§ What to work on: Pull out each of the lines below that contains the string "covered". Copy each such line unchanged.

§ Data excerpts:

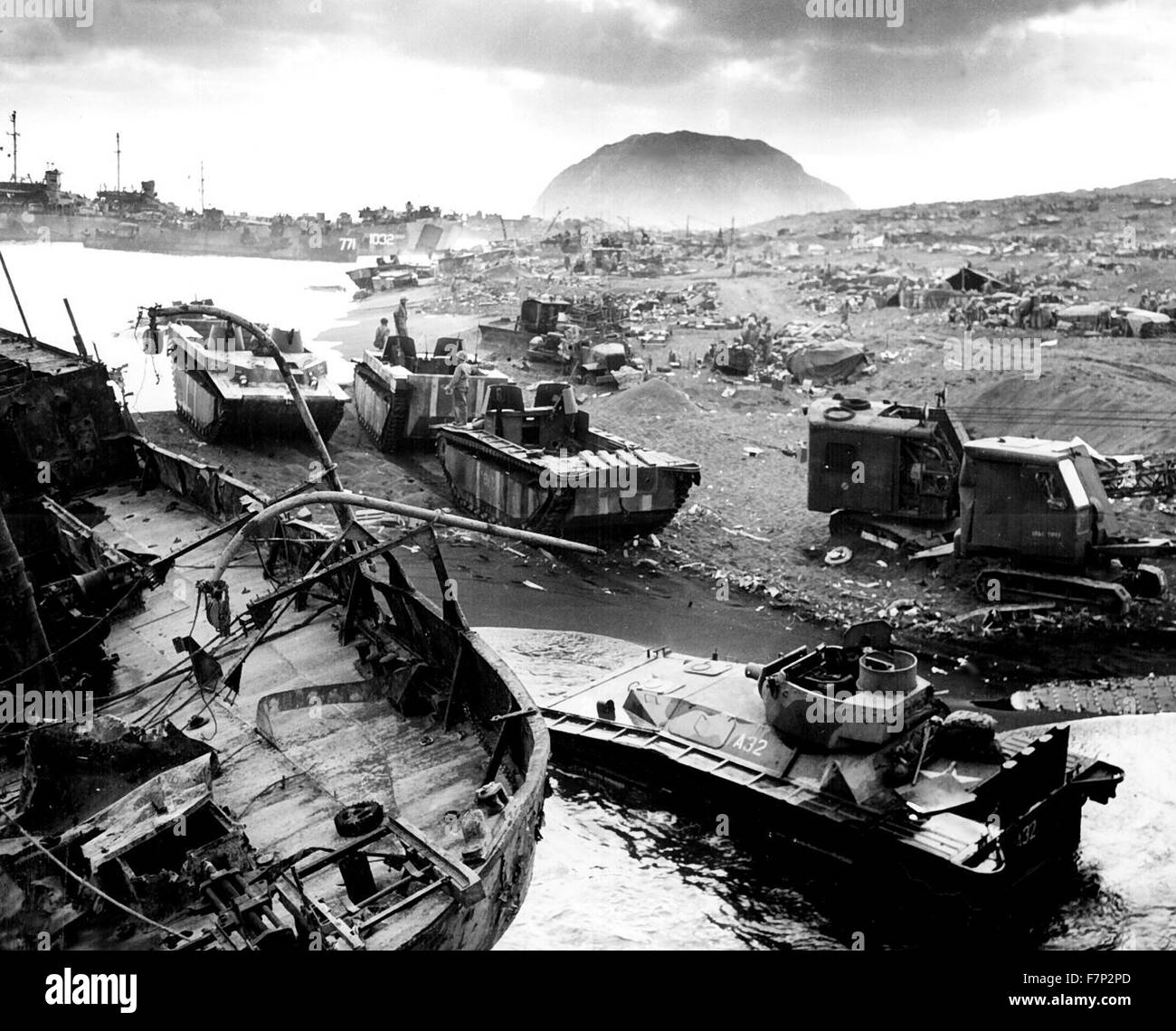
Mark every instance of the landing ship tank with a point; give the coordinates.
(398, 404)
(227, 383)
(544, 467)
==
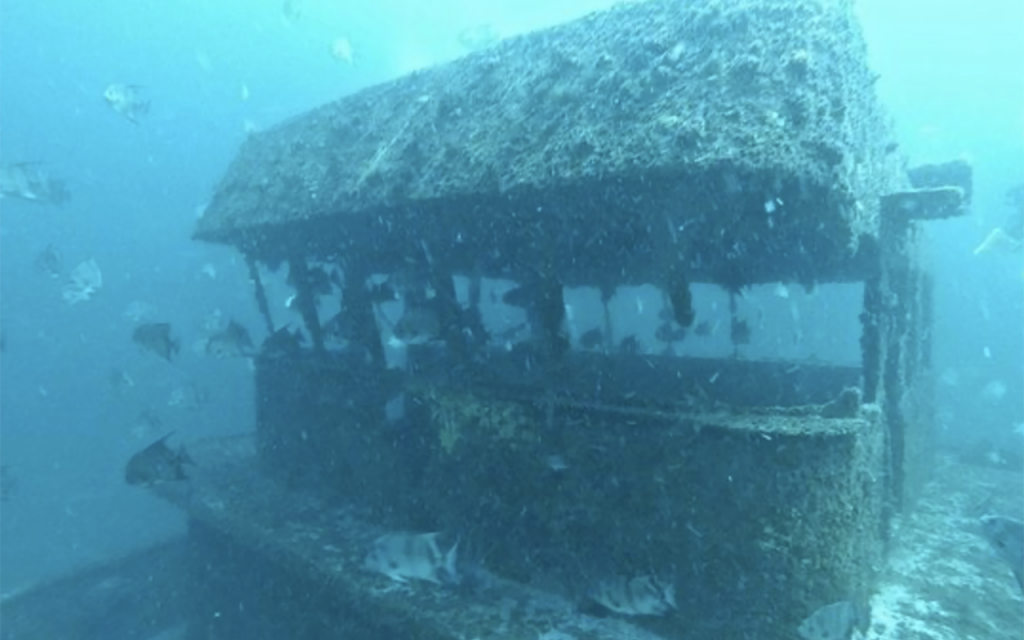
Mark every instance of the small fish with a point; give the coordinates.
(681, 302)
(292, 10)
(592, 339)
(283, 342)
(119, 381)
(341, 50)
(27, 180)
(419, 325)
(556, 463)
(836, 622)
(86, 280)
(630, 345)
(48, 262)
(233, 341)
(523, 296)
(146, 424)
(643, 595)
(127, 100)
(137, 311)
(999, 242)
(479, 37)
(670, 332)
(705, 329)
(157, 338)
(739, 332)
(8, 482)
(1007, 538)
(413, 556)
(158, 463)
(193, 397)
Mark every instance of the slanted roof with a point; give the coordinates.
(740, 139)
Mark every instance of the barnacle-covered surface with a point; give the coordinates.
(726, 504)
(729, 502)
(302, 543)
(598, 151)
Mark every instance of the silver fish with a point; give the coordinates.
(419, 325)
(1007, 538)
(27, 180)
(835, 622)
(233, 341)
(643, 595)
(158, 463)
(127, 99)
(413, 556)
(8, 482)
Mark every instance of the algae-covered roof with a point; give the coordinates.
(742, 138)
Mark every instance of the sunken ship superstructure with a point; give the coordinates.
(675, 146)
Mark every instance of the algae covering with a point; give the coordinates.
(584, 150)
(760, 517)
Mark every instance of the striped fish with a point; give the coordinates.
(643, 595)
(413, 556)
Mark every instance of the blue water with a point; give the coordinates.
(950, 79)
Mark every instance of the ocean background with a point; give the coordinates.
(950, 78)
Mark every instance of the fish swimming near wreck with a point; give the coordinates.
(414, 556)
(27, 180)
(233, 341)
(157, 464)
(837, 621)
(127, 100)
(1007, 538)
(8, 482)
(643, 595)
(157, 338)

§ Solution for this task:
Mark every instance of the barnacle-covered surface with a point; give the coordinates.
Mark every instance of the algae-covered roof with a point; give the coordinates.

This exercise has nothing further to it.